* [Esercizio breve A]
Traduci in inglese questa frase del testo sulle elezioni presidenziali francesi: «A poco più di due settimane dal primo round delle elezioni presidenziali francesi, ci occupiamo nella presente relazione dei vari impatti che possiamo attenderci sui mercati finanziari negli scenari più credibili che si stanno attualmente profilando per gli investitori.»

* [Documento di partenza]

A poco più di due settimane dal primo round delle elezioni presidenziali francesi, ci occupiamo nella presente relazione dei vari impatti che possiamo attenderci sui mercati finanziari negli scenari più credibili che si stanno attualmente profilando per gli investitori. Riteniamo che tali scenari possano suddividersi in due categorie:
• in primo luogo, lo scenario “Macron/Fillon”, con la vittoria di un candidato riformista, in una sorta di continuità con il recente passato;
• in secondo luogo, lo scenario “Marine Le Pen”, che rappresenterebbe una svolta netta rispetto agli ultimi 50 anni e punterebbe all’uscita della Francia dall’euro (e dall’Unione europea in virtù dei trattati attualmente in vigore).

* [Elenco disponibile]
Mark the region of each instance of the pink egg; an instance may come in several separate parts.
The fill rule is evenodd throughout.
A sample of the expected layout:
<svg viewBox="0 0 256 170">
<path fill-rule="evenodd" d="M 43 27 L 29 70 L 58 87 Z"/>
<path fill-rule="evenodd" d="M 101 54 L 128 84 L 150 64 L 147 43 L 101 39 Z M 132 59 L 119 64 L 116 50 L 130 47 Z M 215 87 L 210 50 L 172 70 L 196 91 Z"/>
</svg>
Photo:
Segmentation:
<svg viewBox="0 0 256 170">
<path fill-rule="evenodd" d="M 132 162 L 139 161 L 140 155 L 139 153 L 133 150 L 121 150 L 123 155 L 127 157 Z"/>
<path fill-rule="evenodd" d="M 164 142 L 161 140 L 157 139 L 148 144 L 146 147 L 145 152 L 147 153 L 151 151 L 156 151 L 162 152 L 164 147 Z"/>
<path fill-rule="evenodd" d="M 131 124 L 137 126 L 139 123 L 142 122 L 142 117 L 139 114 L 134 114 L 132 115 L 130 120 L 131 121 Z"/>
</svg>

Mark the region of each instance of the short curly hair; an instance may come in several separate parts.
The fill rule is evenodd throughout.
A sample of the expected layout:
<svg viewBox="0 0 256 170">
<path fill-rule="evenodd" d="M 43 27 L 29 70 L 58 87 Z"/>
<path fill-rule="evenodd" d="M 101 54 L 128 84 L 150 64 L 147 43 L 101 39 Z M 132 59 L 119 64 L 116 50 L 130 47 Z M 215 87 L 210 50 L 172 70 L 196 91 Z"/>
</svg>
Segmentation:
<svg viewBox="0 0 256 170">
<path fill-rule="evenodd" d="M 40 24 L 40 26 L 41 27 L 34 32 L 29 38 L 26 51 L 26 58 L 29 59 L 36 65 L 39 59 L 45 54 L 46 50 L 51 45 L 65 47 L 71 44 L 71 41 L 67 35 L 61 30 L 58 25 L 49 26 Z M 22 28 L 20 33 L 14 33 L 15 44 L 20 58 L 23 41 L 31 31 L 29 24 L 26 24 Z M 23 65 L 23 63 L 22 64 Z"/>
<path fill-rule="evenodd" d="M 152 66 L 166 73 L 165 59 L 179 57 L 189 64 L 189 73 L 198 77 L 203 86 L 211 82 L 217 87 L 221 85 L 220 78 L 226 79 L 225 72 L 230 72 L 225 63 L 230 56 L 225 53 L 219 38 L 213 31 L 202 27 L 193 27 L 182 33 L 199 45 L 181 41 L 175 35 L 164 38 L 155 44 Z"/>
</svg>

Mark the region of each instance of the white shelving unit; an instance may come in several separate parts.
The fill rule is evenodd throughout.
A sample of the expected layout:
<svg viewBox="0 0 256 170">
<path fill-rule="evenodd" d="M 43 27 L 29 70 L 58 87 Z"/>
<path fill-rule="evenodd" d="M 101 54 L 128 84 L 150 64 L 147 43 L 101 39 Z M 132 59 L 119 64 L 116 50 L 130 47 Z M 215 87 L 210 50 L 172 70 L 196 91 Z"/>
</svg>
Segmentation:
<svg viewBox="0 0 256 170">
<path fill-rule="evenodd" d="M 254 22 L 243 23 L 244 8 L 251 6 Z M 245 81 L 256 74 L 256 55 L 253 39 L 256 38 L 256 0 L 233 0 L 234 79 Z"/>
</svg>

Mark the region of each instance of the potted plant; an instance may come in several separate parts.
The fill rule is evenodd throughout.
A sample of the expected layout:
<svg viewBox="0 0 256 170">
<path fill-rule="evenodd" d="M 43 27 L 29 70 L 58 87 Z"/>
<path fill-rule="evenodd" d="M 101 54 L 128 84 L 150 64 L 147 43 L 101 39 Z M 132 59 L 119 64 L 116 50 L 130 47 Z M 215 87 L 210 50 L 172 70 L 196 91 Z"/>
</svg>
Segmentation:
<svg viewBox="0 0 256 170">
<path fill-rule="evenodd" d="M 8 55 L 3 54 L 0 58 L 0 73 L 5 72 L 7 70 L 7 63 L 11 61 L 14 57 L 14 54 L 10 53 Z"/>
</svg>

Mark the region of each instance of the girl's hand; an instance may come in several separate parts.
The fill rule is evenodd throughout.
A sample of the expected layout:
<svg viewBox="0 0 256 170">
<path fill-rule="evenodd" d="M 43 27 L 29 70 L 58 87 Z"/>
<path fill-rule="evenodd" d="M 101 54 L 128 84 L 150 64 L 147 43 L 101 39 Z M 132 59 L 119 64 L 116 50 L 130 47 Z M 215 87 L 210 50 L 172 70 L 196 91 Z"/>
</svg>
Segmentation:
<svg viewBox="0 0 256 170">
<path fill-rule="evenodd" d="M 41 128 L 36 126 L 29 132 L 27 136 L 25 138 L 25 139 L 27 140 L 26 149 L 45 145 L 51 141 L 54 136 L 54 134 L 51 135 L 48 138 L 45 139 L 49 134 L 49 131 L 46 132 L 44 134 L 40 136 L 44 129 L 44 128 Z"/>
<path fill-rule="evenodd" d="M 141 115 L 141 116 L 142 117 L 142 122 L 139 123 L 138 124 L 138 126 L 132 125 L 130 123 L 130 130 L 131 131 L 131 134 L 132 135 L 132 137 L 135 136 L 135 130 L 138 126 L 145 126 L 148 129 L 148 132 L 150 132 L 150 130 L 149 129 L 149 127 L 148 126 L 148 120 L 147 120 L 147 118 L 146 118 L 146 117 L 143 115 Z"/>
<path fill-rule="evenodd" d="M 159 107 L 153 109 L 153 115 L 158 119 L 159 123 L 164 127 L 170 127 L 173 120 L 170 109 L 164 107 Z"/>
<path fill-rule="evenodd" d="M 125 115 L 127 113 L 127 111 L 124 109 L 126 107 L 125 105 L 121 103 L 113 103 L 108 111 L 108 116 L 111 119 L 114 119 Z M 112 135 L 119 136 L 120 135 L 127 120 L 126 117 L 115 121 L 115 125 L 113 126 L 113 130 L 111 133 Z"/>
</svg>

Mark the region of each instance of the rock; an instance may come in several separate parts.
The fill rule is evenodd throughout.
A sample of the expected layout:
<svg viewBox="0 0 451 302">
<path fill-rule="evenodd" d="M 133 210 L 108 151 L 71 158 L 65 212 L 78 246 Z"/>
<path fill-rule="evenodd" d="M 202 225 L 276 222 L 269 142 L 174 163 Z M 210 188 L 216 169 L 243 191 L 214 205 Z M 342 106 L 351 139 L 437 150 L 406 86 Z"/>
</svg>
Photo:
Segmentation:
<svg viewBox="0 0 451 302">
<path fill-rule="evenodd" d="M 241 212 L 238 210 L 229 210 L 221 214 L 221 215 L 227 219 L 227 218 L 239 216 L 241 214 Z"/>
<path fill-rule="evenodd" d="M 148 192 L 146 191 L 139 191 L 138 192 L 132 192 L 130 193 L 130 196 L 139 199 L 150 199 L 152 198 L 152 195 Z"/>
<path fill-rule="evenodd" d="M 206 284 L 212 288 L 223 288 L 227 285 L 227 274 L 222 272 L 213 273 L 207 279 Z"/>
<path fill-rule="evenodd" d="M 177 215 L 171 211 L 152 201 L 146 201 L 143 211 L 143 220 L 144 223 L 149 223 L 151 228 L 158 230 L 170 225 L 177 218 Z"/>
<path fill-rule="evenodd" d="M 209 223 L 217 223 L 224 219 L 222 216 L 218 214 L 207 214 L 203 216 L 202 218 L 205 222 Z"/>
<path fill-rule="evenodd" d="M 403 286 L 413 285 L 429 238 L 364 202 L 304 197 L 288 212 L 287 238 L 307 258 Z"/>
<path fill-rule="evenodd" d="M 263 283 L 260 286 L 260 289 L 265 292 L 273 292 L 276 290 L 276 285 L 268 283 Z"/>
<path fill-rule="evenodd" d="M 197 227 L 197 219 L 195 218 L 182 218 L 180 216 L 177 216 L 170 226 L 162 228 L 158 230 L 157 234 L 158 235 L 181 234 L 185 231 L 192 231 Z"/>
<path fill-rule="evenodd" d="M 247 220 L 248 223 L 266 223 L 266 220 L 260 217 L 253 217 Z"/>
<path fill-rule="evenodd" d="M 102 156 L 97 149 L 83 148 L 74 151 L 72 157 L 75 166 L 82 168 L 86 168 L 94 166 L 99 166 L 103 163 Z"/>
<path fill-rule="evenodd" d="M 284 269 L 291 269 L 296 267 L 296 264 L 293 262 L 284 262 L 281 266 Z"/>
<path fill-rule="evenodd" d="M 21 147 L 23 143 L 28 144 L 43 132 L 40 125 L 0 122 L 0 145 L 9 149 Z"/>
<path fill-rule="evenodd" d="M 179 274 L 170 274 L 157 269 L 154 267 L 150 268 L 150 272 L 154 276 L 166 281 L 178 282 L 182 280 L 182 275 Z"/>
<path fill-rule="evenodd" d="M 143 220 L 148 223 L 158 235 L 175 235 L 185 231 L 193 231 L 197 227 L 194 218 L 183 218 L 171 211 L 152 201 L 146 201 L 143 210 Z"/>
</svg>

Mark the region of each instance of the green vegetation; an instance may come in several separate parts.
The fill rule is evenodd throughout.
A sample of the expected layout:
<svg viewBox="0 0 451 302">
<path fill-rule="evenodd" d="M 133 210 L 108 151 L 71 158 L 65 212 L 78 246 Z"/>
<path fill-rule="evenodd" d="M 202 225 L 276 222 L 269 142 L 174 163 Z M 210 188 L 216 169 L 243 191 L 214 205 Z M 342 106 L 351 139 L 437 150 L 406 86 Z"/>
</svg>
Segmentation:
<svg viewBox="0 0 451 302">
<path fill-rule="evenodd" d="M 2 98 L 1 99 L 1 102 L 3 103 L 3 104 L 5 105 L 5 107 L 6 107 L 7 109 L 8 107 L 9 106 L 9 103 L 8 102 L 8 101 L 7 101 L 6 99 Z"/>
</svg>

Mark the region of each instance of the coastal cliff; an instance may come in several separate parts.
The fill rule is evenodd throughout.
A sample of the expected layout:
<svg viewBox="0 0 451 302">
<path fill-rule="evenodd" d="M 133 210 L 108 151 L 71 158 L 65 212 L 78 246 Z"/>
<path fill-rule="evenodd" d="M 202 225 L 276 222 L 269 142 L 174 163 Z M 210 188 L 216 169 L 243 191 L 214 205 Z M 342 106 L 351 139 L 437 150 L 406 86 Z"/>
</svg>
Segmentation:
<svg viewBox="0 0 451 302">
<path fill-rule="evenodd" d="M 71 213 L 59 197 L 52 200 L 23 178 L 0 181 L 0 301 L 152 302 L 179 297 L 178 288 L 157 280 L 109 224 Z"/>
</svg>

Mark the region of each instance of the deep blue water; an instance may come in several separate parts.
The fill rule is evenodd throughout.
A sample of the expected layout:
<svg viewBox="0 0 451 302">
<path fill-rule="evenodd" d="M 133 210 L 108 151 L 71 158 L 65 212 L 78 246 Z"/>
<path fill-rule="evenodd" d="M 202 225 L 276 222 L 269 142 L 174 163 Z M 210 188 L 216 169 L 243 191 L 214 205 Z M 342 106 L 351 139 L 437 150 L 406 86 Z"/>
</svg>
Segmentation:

* [Esercizio breve B]
Per favore, ricopia dall'elenco la parte che si apre con la riga contenente "Mark the region of each instance of the girl's" e si chiude con quella contenente "41 128 L 36", comprese entrambe.

* [Esito del compito A]
A little more than two weeks before the first round of the French presidential election, in this report we examine the various impacts we can expect on the financial markets under the most credible scenarios currently taking shape for investors.

* [Esito del compito B]
Mark the region of each instance of the girl's hand; an instance may come in several separate parts.
The fill rule is evenodd throughout.
A sample of the expected layout:
<svg viewBox="0 0 256 170">
<path fill-rule="evenodd" d="M 43 27 L 29 70 L 58 87 Z"/>
<path fill-rule="evenodd" d="M 101 54 L 128 84 L 150 64 L 147 43 L 101 39 Z M 132 59 L 119 64 L 116 50 L 130 47 Z M 215 87 L 210 50 L 172 70 L 196 91 Z"/>
</svg>
Segmentation:
<svg viewBox="0 0 256 170">
<path fill-rule="evenodd" d="M 41 128 L 36 126 L 29 132 L 27 136 L 25 138 L 25 139 L 27 140 L 26 149 L 45 145 L 51 141 L 54 136 L 54 134 L 51 135 L 48 138 L 45 139 L 49 134 L 49 131 L 46 132 L 44 134 L 40 136 L 44 129 L 44 128 Z"/>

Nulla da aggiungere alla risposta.